**Document passage:**
┌────────

Re: [Qemu-devel] [RFC PATCH qemu v2 1/5] vfio: Switch from TARGET_PAGE

qemu-devel

[Date Prev][Date Next][Thread Prev][Thread Next][Date Index][Thread Index]

Re: [Qemu-devel] [RFC PATCH qemu v2 1/5] vfio: Switch from TARGET_PAGE_M

From:	Alex Williamson
Subject:	Re: [Qemu-devel] [RFC PATCH qemu v2 1/5] vfio: Switch from TARGET_PAGE_MASK to qemu_real_host_page_mask
Date:	Tue, 14 Jul 2015 16:28:13 -0600

On Tue, 2015-07-14 at 16:58 +1000, Alexey Kardashevskiy wrote:
> On 07/14/2015 05:13 AM, Alex Williamson wrote:
> > On Tue, 2015-07-14 at 00:56 +1000, Alexey Kardashevskiy wrote:
> >> These started switching from TARGET_PAGE_MASK (hardcoded as 4K) to
> >> a real host page size:
> >> 4e51361d7 "cpu-all: complete "real" host page size API" and
> >> f7ceed190 "vfio: cpu: Use "real" page size API"
> >>
> >> This finished the transition by:
> >> - %s/TARGET_PAGE_MASK/qemu_real_host_page_mask/
> >> - %s/TARGET_PAGE_ALIGN/REAL_HOST_PAGE_ALIGN/
> >> - removing bitfield length for offsets in VFIOQuirk::data as
> >> qemu_real_host_page_mask is not a macro
> >
> > Can we assume that none of the changes to quirks have actually been
> > tested?
> 
> No, why? :) I tried it on one of NVIDIAs I got here -
> VGA compatible controller: NVIDIA Corporation GM107GL [Quadro K2200] (rev a2)
> The driver was from NVIDIA (not nouveau) and the test was "acos" (some 
> basic CUDA test).

That's only one of a handful or more quirks.  The VGA related quirks are
all for backdoors in the bootstrap process and MMIO access to config
space, things that I would not expect to see on power.  So power
probably isn't a useful host to test these things.

> > I don't really support them being bundled in here since they
> > really aren't related to what you're doing.
> 
> This makes sense, I'll move them to a separate patch and add a note how it 
> helps on a 64k-pages host.
> 
> > For DMA we generally want
> > to be host IOMMU page aligned,
> 
> Do all known IOMMUs use a constant page size? IOMMU memory region does not 
> have an IOMMU page size/mask and I wanted to add it there but not sure if 
> it is generic enough.

AMD supports nearly any power-of-2 size (>=4k), Intel supports 4k +
optionally 2M and 1G.  The vfio type1 iommu driver looks for physically
contiguous ranges to give to the hardware iommu driver, which makes use
of whatever optimal page size it can.  Therefore, we really don't care
what the hardware page size is beyond the assumption that it supports
4k.  When hugepages are used by the VM, we expect the iommu will
automatically make use of them if supported.  A non-VM vfio userspace
driver might care a little bit more about the supported page sizes, I
imagine.

> > which we can generally assume is the same
> > as host page aligned,
> 
> They are almost never the same on sPAPR for 32bit windows...

└────────

**Set problem A:**
According to the vfio patch thread, which page sizes does Intel's IOMMU support?
**Set problem B:**
Give what follows next in the vfio mailing-list thread, continuing it from the point where it stops.

[Records]
┌────────

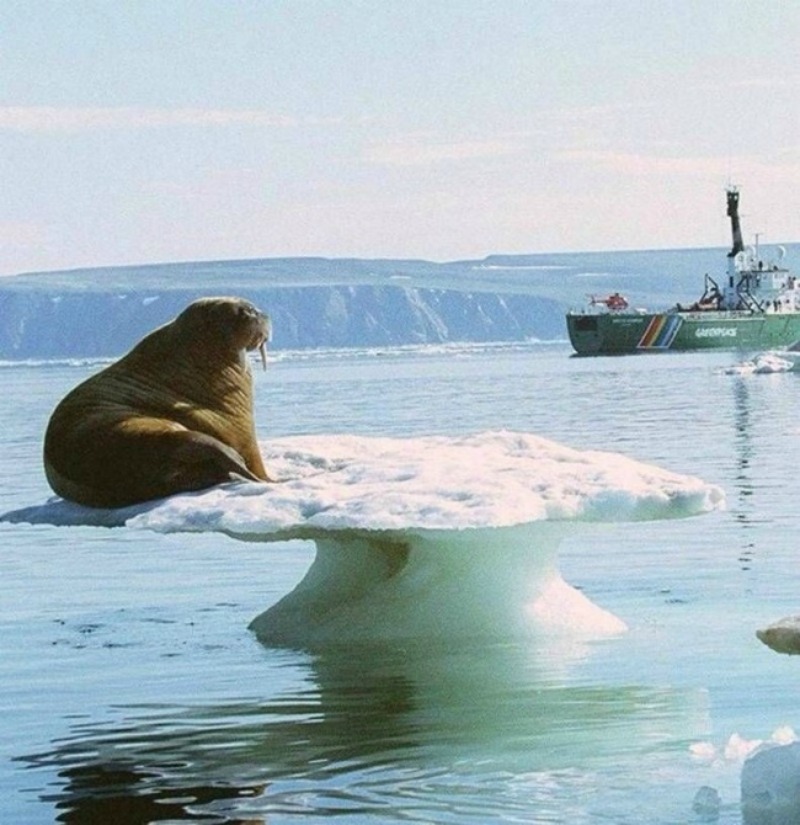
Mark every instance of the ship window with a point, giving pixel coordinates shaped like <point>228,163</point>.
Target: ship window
<point>586,323</point>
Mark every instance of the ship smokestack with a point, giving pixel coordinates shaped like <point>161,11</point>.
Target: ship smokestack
<point>736,229</point>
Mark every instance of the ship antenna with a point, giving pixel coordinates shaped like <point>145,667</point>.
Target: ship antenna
<point>733,214</point>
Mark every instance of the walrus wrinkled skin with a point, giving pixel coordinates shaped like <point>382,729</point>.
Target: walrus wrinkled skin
<point>173,415</point>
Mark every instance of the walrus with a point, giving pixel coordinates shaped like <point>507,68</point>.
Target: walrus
<point>173,415</point>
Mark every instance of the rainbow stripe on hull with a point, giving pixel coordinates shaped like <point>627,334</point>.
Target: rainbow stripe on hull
<point>660,332</point>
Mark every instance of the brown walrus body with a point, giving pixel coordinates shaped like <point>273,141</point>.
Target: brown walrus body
<point>173,415</point>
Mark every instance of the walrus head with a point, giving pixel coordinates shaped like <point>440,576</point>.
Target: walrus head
<point>233,323</point>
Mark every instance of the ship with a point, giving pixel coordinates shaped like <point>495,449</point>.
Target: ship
<point>756,307</point>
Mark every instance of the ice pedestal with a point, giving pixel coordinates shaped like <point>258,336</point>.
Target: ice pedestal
<point>435,537</point>
<point>440,585</point>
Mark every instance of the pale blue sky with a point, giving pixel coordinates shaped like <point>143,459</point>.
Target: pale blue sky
<point>162,130</point>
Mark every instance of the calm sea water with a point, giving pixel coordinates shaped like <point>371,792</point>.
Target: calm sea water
<point>131,690</point>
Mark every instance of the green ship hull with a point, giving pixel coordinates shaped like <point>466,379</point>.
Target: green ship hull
<point>620,333</point>
<point>756,307</point>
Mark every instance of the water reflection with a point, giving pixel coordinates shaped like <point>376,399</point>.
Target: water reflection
<point>457,730</point>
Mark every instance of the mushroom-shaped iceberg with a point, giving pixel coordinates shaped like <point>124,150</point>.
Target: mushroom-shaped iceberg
<point>437,537</point>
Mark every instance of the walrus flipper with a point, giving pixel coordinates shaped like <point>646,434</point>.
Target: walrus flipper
<point>203,461</point>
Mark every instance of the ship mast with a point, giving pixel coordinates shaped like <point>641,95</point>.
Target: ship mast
<point>736,232</point>
<point>736,229</point>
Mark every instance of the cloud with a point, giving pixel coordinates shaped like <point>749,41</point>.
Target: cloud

└────────

**Final answer A:**
4k, plus optionally 2M and 1G.

**Final answer B:**
> 
> > but quirks are simply I/O regions, so I think they
> > ought to continue to be target page aligned.
> 
> Without s/TARGET_PAGE_MASK/qemu_real_host_page_mask/, 
> &vfio_nvidia_88000_quirk fails+exits in kvm_set_phys_mem() as the size of 
> section is 0x88000. It still works with x-mmap=false (or TCG, I suppose) 
> though.

Think about what this is doing to the guest.  There's a 4k window
(because PCIe extended config space is 4k) at offset 0x88000 of the MMIO
BAR that allows access to PCI config space of the device.  With 4k pages
this all aligns quite nicely and only config space accesses are trapped.
With 64k pages, you're trapping everything from 0x80000 to 0x8ffff.  We
have no idea what else might live in that space and what kind of
performance impact it'll cause to the operation of the device.  If you
don't know that you need it and can't meet the mapping criteria, don't
enable it.  BTW, this quirk is for GeForce, not Quadro.  The region
seems not to be used by Quadro drivers and we can't programatically tell
the difference between Quadro and GeForce hardware, so we leave it
enabled for either on x86.

Maybe these really should be real_host_page_size, but I can't really
picture how an underlying 64k page size host gets imposed on a guest
that's only aware of a 4k page size.  For instance, what prevents a 4k
guest from mapping PCI BARs with 4k alignment.  Multiple BARs for
different devices fit within a 64k host page.  MMU mappings would seem
to have similar issues.  These quirks need to be on the granularity we
take a target page fault, which I imagine is the same as the
real_host_page_size.  I'd expect that unless you're going to support
consumer graphics or crappy realtek NICs, none of these quirks are
relevant to you.

> >> This keeps using TARGET_PAGE_MASK for IOMMU regions though as it is
> >> the minimum page size which IOMMU regions may be using and at the moment
> >> memory regions do not carry the actual page size.
> >>
> >> Signed-off-by: Alexey Kardashevskiy <address@hidden>
> >> ---
> >>
> >> In reality DMA windows are always a lot bigger than a single 4K page
> >> and aligned to 32/64MB, may be only use here qemu_real_host_page_mask?
> >
> > I don't understand what this is asking either.  While the bulk of memory
> > is going to be mapped in larger chunks, we do occasionally see 4k
> > mappings on x86, particularly in some of the legacy low memory areas.
> 
> 
> The question was not about individual mappings - these are handled by a 
> iommu memory region notifier; here we are dealing with DMA windows which 
> are always megabytes but nothing really prevents/prohibits a guest from 
> requesting a 4K _window_ (with a single TCE entry). Whether we want to 
> support such small windows or not - this was a question.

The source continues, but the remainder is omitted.